Start of Record extracts

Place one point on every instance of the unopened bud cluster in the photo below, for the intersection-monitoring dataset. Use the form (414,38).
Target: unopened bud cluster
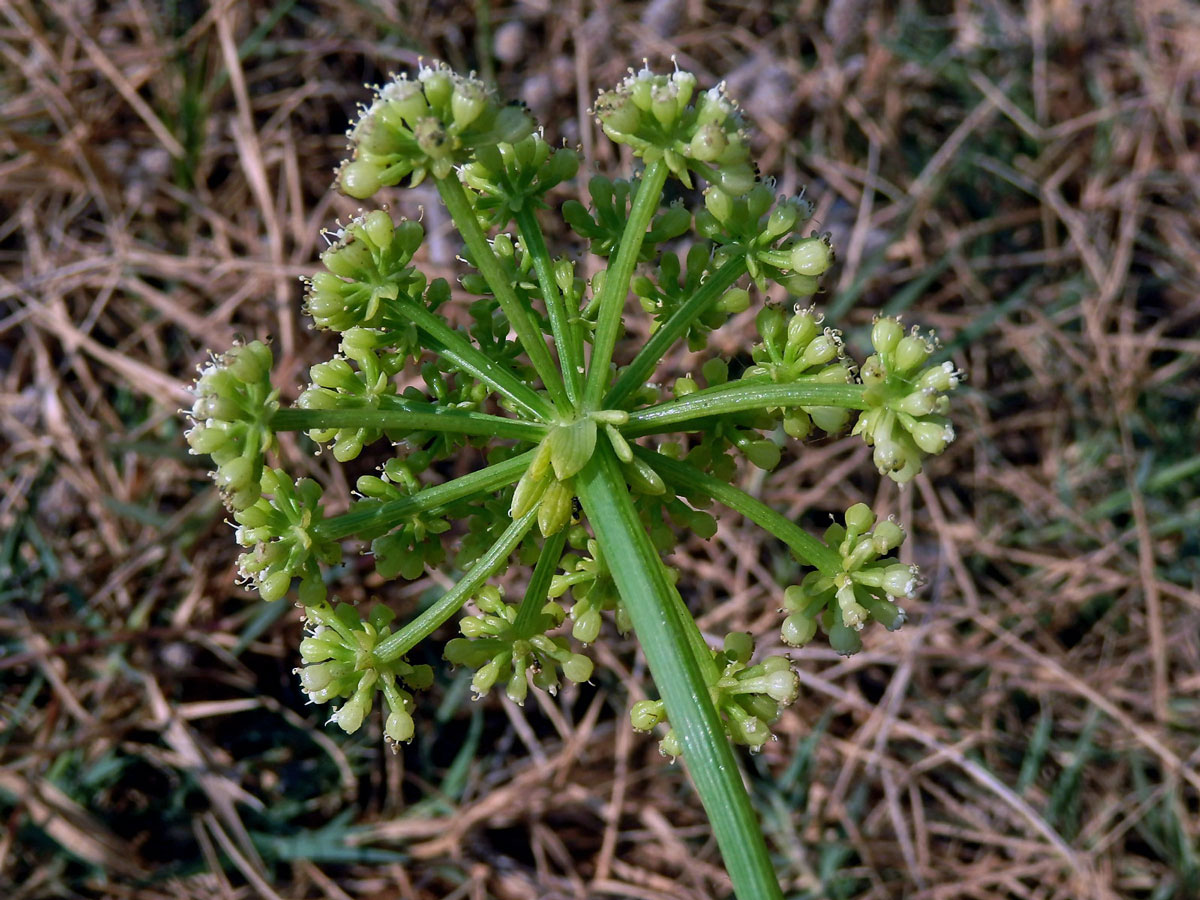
(906,396)
(749,697)
(661,117)
(867,587)
(231,420)
(426,126)
(499,652)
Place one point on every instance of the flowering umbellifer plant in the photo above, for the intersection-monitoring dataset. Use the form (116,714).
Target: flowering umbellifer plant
(592,466)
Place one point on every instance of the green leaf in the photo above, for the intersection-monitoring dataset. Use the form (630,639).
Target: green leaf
(655,610)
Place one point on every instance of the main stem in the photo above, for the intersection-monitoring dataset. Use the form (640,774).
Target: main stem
(400,643)
(658,619)
(616,280)
(567,337)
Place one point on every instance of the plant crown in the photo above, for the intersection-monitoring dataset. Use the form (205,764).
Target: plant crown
(521,365)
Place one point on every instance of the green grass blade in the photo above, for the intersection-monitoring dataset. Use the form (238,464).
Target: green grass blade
(454,347)
(413,417)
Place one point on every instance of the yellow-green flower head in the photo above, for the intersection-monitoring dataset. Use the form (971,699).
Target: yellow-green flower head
(906,417)
(426,126)
(660,118)
(748,697)
(867,587)
(502,653)
(282,533)
(366,265)
(340,661)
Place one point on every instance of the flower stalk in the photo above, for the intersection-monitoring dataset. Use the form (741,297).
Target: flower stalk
(570,483)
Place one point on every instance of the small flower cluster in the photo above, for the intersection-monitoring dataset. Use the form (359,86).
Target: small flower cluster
(767,228)
(867,587)
(502,649)
(369,263)
(795,349)
(587,579)
(749,697)
(232,420)
(340,661)
(426,126)
(657,118)
(907,403)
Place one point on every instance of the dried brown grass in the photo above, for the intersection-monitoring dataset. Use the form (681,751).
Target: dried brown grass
(1031,732)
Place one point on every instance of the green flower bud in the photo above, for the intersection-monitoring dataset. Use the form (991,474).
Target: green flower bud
(887,537)
(798,629)
(911,352)
(708,144)
(719,203)
(715,371)
(485,677)
(900,580)
(821,349)
(670,745)
(844,640)
(359,179)
(811,257)
(739,646)
(577,669)
(399,727)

End of Record extracts

__Directive__
Rewrite all the data above, swapping every "intersection-monitoring dataset" for "plant-survey dataset" and changing nothing else. Omit the pictures from your answer.

__Output for this exercise__
Place one point on every instance of the unopened bud cluster in the photo below, for the plant-survey dataset. Use the form (414,38).
Target: unopened bud cluster
(906,396)
(749,697)
(661,117)
(867,587)
(231,420)
(426,126)
(499,652)
Place one point on every instance of the flowering umbellifer plant in the photo above, for the plant-survey dataset. Use the form (116,714).
Target: flowering umbellifer plant
(592,466)
Place one point on every instance of the green leaf in the photo above, for the plant-survey dataset. Use the form (630,639).
Target: green leaf
(655,610)
Place one point on every instance of the main stem in the photo above, for the plant-survey dataset. Use the form (640,774).
Target: main stem
(400,643)
(658,619)
(616,280)
(567,337)
Place one point on every instance of the plant crown in the photo above, for the plant-survey dataset. Use the form (205,764).
Target: plant crown
(521,365)
Place one point on every instance of the green grass blade in the photo above, for the plant-survey dataset. Use the form (238,464).
Target: green grass blade
(454,347)
(413,417)
Place one point on every instance of the yellow-green flower head in the photo above, for the plant-survey dataset. Use the form (971,699).
Target: yellow-green flower head
(906,417)
(426,126)
(660,118)
(748,697)
(867,587)
(502,653)
(282,533)
(366,265)
(340,661)
Place one point on every instance of the flower stalk in the photo above, for the plant-survey dataset. Use the form (741,297).
Target: flower stalk
(570,483)
Place one point on every instance of the small flower cluster in the photo above, for the plant-survey dataset. Use the form (359,86).
Target: small flower cluster
(767,228)
(867,587)
(502,649)
(369,263)
(795,349)
(587,579)
(749,697)
(232,420)
(340,661)
(426,126)
(657,118)
(907,403)
Place one point on every instance of the dried brown grass in the photo above, for the plant-survey dataset. Use the form (681,751).
Target: dried brown grass
(1031,732)
Place one point on every instance of the green flower bud in the photo above, for the plant-survey dataset. Use the form (991,474).
Target: green flower bud
(887,537)
(798,629)
(911,352)
(708,144)
(719,203)
(715,371)
(485,677)
(900,580)
(821,349)
(670,745)
(844,640)
(359,179)
(811,257)
(739,646)
(577,669)
(399,727)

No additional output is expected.